=== Your task ===
Record by record, write out the listing word for word while omitting pictures.

=== Given records ===
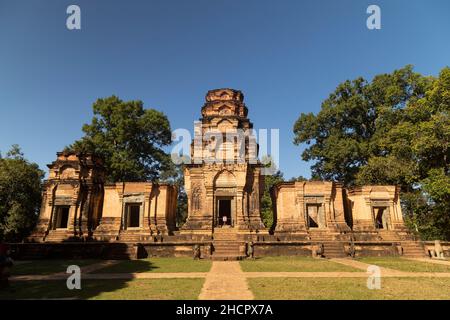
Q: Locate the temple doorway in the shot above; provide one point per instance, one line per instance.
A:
(62, 217)
(224, 212)
(132, 215)
(381, 218)
(315, 216)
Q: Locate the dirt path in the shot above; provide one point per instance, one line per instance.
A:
(107, 276)
(225, 281)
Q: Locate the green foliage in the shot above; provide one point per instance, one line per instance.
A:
(175, 175)
(20, 195)
(392, 130)
(129, 138)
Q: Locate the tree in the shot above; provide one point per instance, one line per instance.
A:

=== Task result ===
Q: Locate the temple doorway in the shot above; provide one point per instance, one line per instance.
A:
(62, 217)
(224, 212)
(132, 215)
(381, 218)
(315, 216)
Q: Locate the dirt path in the shot above; provide one point per instance, one line per instance.
A:
(107, 276)
(225, 281)
Q: Locate the green foliage in the shot above; provide one point per instance, one line per instance.
A:
(175, 175)
(20, 195)
(392, 130)
(129, 138)
Q: Locate the tree in the shot above; provide one point per instance, one line per instance.
A:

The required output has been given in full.